▸ DATASET EXCERPTS
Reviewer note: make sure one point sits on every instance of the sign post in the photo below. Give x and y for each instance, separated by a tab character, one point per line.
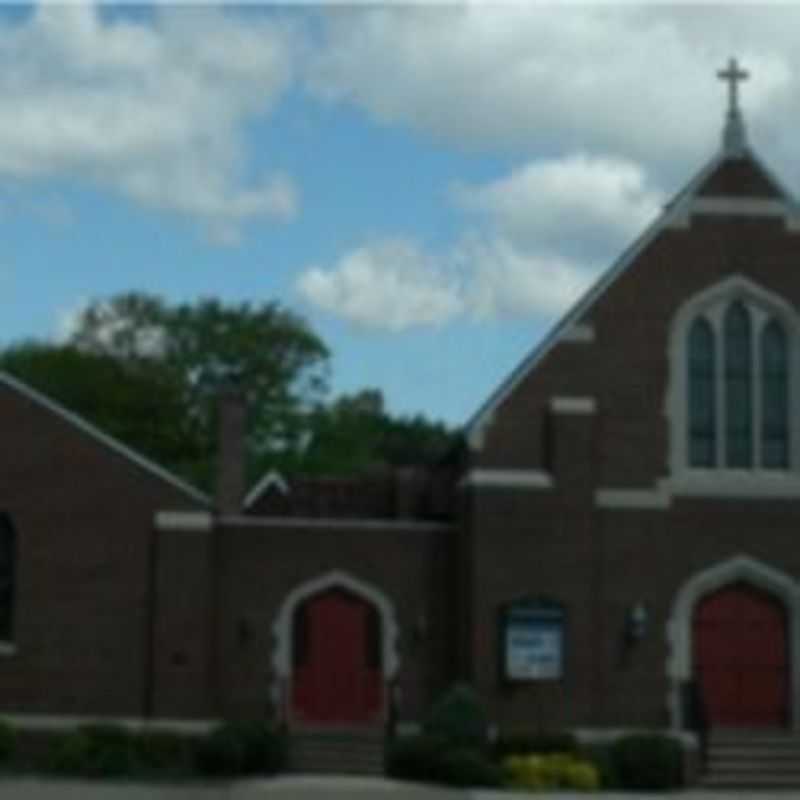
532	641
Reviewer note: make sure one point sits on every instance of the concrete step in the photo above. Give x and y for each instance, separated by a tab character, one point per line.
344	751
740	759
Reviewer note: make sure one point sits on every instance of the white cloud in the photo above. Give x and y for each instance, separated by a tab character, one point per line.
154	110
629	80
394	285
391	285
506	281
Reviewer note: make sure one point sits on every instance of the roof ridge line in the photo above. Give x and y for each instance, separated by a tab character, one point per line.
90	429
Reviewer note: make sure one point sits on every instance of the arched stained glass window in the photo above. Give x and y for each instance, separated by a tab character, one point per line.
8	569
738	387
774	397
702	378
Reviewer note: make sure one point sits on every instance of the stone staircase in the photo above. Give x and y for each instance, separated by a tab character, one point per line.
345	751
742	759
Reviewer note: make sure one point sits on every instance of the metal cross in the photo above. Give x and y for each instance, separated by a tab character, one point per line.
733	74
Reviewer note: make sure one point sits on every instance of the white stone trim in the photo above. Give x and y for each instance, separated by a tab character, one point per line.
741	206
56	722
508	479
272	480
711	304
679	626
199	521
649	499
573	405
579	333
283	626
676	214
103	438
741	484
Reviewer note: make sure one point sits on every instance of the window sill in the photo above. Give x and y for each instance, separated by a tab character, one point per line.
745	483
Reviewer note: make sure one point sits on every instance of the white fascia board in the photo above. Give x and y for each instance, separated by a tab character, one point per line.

▸ EXERCISE
Reproduce the material above, switching every "Reviewer note" to "Annotator note" and keeping everything else the same. Leave the pictures out.

▸ TASK ANSWER
Annotator note: make sure one point sits on every instance of the sign post in the photo below. Give x and y for each instance, separated by a tab character, one point per line.
532	641
Annotator note: make sure one point sits on every instance of the concrete step in the photo above. Give x and y for each instance, separated by a tab character, one point per line.
344	751
740	759
Annotator note: make sure one point sits on every instance of the white cloud in the photo above. Give x and y for each instance, separated by a tab character, one point per line.
154	110
629	80
394	285
391	285
506	281
Annotator note: make sure one point sits on every instance of the roof ridge line in the photo above. Give x and y for each instance, separated by a tab character, one point per line.
90	429
Annotator note: make sure one point sits on every instance of the arched stained glass window in the photo above. Give x and y for each instance, separated by a tab character, one point per line.
8	569
738	387
774	397
702	378
Annotator note: make sure one point sits on every instance of the stone staircase in the photo above. Give x and y for each instance, separated by a tab character, one point per line.
345	751
742	759
Annotator note: make sure one point sits on every instance of the metal cross in the photo above. Give x and y for each instance, separated by a tab character, one point per line.
733	74
Annotator note: make sure one point sits on every instance of the white stone trim in the photo above. Give x and y for each instance, separated by a tab character, one point per line.
741	206
56	722
508	479
272	480
711	304
679	626
199	521
649	499
573	405
579	333
283	626
676	214
103	438
741	484
Annotator note: make sure one point sits on every instance of the window sill in the photo above. Give x and y for each instance, separated by a tab character, one point per line.
745	483
Annotator note: make sure one point sits on every instance of the white fascia board in the photo above. Give x and y for each instance, separated by a tab character, one point per line.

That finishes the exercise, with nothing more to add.